§ Direction:
Please output only the lines that run from the line containing "Where can the white painted" through the end of the material below, exactly.

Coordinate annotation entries
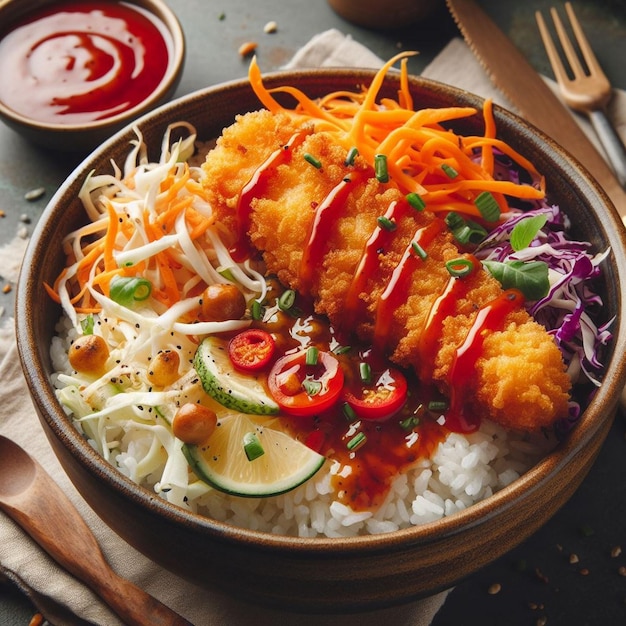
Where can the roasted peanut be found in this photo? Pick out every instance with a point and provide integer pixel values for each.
(194, 423)
(221, 302)
(164, 368)
(89, 354)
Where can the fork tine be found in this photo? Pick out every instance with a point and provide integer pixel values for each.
(566, 44)
(555, 60)
(585, 47)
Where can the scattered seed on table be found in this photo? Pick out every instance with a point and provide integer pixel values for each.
(247, 48)
(34, 194)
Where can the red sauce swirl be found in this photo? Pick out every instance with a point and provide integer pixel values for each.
(77, 62)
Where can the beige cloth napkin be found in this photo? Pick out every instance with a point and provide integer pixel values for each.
(60, 597)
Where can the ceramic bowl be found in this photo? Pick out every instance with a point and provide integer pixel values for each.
(323, 575)
(83, 136)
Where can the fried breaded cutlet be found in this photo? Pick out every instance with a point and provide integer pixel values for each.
(519, 378)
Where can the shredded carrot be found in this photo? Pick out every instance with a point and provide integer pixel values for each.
(416, 143)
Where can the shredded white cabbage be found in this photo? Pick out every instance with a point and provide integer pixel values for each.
(123, 416)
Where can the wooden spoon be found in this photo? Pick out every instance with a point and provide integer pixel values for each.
(30, 496)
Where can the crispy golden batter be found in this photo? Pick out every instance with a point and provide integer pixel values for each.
(519, 380)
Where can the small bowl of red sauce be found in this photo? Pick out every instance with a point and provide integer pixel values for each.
(73, 73)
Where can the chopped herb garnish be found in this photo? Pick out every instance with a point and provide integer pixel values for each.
(459, 268)
(357, 441)
(365, 371)
(419, 251)
(126, 290)
(386, 223)
(380, 168)
(488, 206)
(348, 411)
(287, 300)
(227, 273)
(252, 446)
(352, 154)
(311, 387)
(311, 355)
(437, 405)
(465, 231)
(416, 201)
(87, 325)
(531, 277)
(409, 422)
(314, 161)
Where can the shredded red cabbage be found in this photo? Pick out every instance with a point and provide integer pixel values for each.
(567, 311)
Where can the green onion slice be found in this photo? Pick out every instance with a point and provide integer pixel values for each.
(126, 290)
(252, 446)
(380, 168)
(459, 268)
(437, 405)
(352, 154)
(357, 441)
(488, 206)
(348, 411)
(409, 422)
(311, 387)
(87, 325)
(416, 201)
(419, 251)
(287, 300)
(311, 355)
(386, 223)
(365, 371)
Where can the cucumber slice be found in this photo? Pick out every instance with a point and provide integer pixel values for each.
(231, 388)
(222, 463)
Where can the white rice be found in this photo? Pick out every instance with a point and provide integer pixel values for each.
(463, 470)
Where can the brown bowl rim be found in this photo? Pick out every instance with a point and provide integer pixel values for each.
(592, 422)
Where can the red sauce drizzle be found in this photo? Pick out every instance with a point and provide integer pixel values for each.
(326, 215)
(76, 62)
(490, 318)
(441, 308)
(255, 188)
(378, 240)
(397, 287)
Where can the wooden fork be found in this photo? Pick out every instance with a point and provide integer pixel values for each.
(588, 91)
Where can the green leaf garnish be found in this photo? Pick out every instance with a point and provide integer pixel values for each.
(526, 230)
(87, 325)
(530, 278)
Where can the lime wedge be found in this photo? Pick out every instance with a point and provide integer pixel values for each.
(222, 462)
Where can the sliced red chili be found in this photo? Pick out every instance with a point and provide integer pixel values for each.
(251, 350)
(303, 388)
(379, 399)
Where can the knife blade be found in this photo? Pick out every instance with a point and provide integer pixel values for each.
(509, 70)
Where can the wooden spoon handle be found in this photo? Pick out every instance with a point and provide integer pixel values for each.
(45, 512)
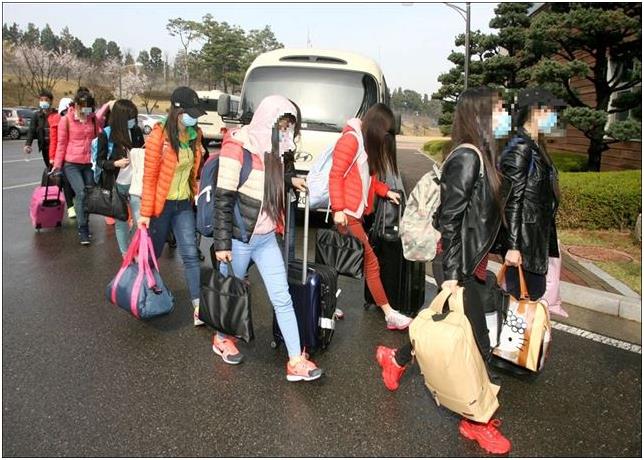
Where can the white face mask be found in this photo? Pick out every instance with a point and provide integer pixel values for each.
(287, 140)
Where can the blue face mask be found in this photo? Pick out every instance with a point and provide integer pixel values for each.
(548, 122)
(187, 120)
(503, 124)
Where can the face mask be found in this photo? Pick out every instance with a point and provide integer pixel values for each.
(187, 120)
(501, 123)
(548, 122)
(286, 140)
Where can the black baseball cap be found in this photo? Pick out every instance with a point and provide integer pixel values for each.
(538, 96)
(187, 99)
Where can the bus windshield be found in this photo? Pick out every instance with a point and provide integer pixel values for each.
(327, 97)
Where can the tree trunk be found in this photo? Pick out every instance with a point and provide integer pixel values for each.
(595, 150)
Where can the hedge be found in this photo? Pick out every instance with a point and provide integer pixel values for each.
(606, 200)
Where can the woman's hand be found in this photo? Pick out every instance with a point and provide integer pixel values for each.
(224, 256)
(452, 285)
(299, 183)
(340, 218)
(513, 258)
(393, 196)
(143, 222)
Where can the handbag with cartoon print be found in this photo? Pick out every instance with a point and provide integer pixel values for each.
(526, 333)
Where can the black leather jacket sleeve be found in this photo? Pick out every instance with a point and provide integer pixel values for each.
(458, 177)
(514, 166)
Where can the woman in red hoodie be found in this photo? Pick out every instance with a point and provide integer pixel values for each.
(366, 149)
(73, 153)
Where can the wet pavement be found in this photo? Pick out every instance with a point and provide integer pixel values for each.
(83, 378)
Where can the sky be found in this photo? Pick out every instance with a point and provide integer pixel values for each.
(411, 41)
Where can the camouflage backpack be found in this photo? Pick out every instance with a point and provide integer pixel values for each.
(417, 232)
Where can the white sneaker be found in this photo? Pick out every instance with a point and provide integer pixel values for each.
(397, 321)
(195, 318)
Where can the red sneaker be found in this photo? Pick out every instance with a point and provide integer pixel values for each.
(391, 371)
(486, 434)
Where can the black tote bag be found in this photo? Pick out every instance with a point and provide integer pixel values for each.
(344, 252)
(225, 305)
(106, 202)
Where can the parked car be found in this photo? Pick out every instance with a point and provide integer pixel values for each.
(18, 120)
(147, 122)
(211, 124)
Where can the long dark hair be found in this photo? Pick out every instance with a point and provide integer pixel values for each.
(274, 170)
(379, 134)
(171, 128)
(122, 111)
(473, 125)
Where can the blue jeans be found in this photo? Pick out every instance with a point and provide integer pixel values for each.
(79, 176)
(123, 231)
(264, 250)
(179, 215)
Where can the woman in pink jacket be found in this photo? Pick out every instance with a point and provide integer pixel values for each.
(73, 154)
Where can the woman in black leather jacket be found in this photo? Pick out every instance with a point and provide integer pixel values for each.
(469, 219)
(531, 235)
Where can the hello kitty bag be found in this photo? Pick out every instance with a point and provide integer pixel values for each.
(526, 332)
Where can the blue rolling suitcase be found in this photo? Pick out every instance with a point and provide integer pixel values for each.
(313, 290)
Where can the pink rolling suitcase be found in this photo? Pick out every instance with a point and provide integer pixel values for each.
(46, 208)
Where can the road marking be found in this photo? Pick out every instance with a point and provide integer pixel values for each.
(582, 332)
(23, 160)
(30, 184)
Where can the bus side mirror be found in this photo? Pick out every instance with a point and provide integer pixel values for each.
(223, 105)
(398, 121)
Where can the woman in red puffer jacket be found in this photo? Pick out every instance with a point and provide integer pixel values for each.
(366, 149)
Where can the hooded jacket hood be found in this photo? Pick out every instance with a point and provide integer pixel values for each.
(257, 136)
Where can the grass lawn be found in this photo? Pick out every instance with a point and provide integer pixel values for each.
(629, 273)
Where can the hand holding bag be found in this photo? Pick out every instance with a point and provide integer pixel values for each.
(526, 331)
(342, 251)
(106, 202)
(225, 305)
(138, 287)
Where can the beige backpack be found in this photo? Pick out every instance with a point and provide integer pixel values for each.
(417, 232)
(449, 359)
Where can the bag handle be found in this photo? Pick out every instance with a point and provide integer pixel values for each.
(500, 277)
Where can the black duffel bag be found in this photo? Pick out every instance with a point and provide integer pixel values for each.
(225, 305)
(106, 202)
(344, 252)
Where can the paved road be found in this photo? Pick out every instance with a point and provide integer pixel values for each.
(81, 378)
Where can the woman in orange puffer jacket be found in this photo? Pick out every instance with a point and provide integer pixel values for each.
(172, 158)
(366, 148)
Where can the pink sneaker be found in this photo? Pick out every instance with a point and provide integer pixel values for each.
(226, 349)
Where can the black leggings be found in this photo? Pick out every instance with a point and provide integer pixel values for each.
(536, 283)
(474, 298)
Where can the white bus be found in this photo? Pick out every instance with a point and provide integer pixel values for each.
(330, 87)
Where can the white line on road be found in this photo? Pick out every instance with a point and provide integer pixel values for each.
(30, 184)
(23, 160)
(582, 332)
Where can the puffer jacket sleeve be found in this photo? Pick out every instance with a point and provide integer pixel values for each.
(230, 164)
(343, 154)
(151, 169)
(63, 137)
(458, 178)
(514, 166)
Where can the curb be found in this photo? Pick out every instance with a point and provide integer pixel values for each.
(593, 299)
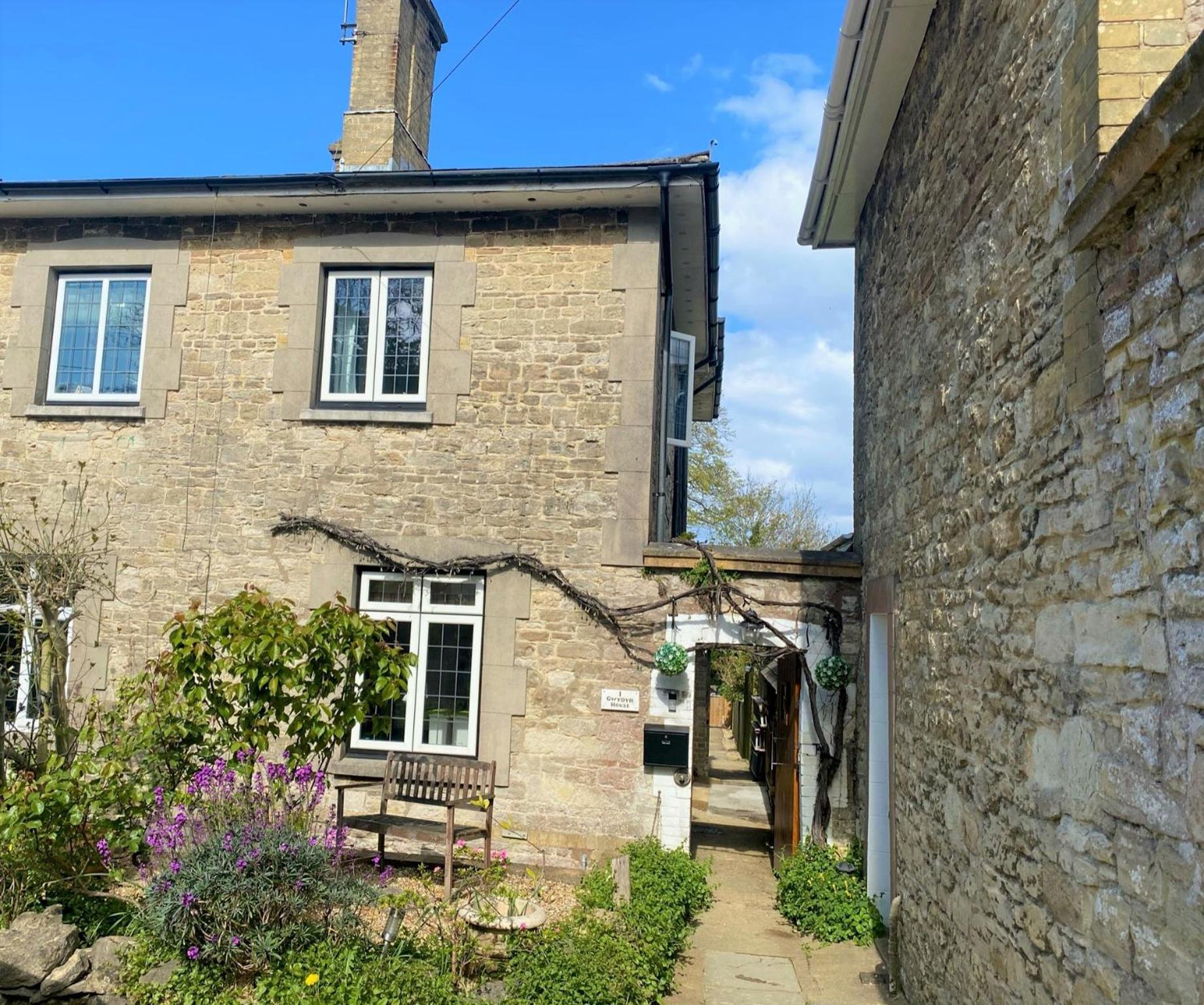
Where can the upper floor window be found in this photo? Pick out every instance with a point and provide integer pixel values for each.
(377, 336)
(681, 388)
(99, 332)
(440, 620)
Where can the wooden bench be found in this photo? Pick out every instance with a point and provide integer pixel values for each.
(428, 780)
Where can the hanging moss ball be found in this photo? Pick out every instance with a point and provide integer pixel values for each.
(832, 673)
(671, 659)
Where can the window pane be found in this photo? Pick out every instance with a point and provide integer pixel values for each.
(402, 336)
(679, 388)
(448, 684)
(77, 337)
(388, 721)
(391, 591)
(349, 337)
(10, 663)
(123, 337)
(453, 593)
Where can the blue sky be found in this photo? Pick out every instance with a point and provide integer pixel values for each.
(136, 88)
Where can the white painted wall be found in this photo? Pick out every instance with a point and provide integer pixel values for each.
(695, 629)
(878, 837)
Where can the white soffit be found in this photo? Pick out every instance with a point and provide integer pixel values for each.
(879, 44)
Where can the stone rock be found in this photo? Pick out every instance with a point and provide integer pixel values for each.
(62, 978)
(35, 944)
(106, 967)
(159, 975)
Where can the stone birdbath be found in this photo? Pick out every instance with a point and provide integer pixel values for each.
(493, 917)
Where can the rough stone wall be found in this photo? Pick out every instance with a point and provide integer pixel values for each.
(1049, 622)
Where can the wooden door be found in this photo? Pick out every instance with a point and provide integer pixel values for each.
(785, 758)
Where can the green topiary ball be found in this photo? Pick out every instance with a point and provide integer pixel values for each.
(832, 673)
(671, 659)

§ Solution:
Where can the white painted wall be found in this photo? Pick out every instance with a point and provide integer pixel values for each.
(695, 629)
(878, 837)
Where can the white soffit be found in this photo? Pick out every instance with a point and provide integer pixel values for each.
(879, 44)
Where can the stone rock be found in this photo? Pick out every instance with a point and provide integer pixel values for each.
(62, 978)
(35, 944)
(106, 967)
(159, 975)
Where can the stone birdbath be found in this photo? Pick out every instance with a point and provide integer pixel values for each.
(493, 917)
Where can the rough stone wall be found in this photo? Pick out every instance with a point and provide integer pixel values for each.
(1049, 622)
Where can the wooden door be found in this photo? Pick out every instance with a point and provide integer pixel values for each.
(785, 758)
Where can the green topiary ball be found in this photo? Pick out every instance with a point and provide integer pixel values for each.
(832, 673)
(671, 659)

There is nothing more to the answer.